**Given instruction A:**
Count the lines in the rows that contain the string "mountain", treating uppercase and lowercase as different, and reply with that number alone.

Parents and teachers of these profoundly disabled students - students who cannot see or communicate who are required to answer questions about pictures they are shown, for example - are getting increased attention from the Florida legislature. 

There is an alternate assessment that can be given to 1% of Florida's school population, that better measures progress for many students with disabilities. Even the alternate standardized test, however, does not correlate with the performance of students with profound disabilities. Many parents feel the testing is disrespectful of their children and irrelevant to measuring the benefits of their educational programs. A bill has been introduced in the Florida legislature that will make it easier to exempt these students from standardized testing. Consideration is being given to changing teacher evaluations to give teachers of disabled students some slack so that they are not penalized by their students' test scores.

**Exercise materials:**

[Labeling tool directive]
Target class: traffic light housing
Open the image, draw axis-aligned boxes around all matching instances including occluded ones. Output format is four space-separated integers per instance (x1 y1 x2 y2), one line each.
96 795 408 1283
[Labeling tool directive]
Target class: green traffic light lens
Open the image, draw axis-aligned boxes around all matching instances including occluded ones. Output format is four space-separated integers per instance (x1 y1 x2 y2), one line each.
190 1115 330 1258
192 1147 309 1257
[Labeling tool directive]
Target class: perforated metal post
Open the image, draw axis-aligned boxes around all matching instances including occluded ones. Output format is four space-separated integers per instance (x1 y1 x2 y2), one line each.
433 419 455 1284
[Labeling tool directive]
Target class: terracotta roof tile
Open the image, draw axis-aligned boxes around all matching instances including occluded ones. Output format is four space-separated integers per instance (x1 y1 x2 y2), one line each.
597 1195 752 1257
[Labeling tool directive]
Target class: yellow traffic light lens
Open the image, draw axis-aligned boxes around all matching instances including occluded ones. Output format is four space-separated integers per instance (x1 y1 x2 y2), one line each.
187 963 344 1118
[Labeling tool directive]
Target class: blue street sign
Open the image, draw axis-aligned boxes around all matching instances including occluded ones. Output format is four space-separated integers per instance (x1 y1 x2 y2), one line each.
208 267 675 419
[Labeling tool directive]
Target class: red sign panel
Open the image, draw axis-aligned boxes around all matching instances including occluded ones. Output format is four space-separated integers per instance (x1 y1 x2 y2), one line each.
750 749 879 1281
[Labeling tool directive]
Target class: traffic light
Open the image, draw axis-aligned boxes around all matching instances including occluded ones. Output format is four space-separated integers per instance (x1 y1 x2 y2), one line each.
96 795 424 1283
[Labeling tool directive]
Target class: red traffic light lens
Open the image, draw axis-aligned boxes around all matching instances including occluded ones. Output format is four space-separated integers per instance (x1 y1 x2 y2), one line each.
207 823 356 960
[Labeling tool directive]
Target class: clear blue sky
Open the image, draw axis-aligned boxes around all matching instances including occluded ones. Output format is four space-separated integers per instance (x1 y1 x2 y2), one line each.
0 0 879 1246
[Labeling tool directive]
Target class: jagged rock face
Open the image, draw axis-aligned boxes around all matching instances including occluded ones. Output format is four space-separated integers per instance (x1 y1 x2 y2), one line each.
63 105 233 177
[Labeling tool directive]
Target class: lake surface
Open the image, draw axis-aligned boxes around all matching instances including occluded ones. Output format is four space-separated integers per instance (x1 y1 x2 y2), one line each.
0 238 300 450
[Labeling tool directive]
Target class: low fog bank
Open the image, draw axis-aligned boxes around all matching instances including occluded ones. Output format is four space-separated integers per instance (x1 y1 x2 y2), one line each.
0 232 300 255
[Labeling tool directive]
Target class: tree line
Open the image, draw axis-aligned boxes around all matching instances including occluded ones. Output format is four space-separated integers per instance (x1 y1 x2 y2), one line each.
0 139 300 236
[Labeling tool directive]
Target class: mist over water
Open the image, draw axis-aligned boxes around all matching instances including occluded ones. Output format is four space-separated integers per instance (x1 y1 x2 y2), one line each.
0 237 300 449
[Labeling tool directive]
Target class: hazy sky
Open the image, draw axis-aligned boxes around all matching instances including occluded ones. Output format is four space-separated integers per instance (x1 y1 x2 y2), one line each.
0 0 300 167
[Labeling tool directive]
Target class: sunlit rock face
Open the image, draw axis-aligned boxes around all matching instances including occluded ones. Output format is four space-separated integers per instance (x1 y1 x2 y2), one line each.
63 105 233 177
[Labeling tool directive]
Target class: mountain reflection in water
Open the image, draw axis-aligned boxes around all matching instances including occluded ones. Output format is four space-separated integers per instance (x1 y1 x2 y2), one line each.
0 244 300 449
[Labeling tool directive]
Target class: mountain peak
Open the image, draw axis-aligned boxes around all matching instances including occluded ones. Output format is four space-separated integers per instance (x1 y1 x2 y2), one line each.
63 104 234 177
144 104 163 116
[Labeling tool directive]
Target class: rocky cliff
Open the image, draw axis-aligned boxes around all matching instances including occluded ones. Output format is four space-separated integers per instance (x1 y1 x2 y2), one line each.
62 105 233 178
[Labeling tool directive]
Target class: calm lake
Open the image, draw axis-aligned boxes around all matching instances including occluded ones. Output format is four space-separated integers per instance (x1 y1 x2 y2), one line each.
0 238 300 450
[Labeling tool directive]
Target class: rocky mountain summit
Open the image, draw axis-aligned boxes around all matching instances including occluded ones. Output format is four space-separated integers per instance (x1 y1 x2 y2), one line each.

**Given instruction B:**
Write the next part of the passage about standardized testing for profoundly disabled students in Florida, picking up after its last sentence.

**Task response A:**
3

**Task response B:**
State Education Commissioner Pam Stewart defends the use of assessments for all students:

"'We all know that the only way to guarantee success in any endeavor is to set goals and measure our progress,' Stewart said. 'Measuring progress is key to successful learning, and I firmly believe that every child enrolled in a public school in Florida deserves the opportunity to have access to the best education possible. It would be a moral outrage to deny that opportunity to any child for any reason.'" 

Is standardized testing for these students accountability or lunacy? I vote Lunacy - 100%. And excuse me, while I go bang my head against a wall.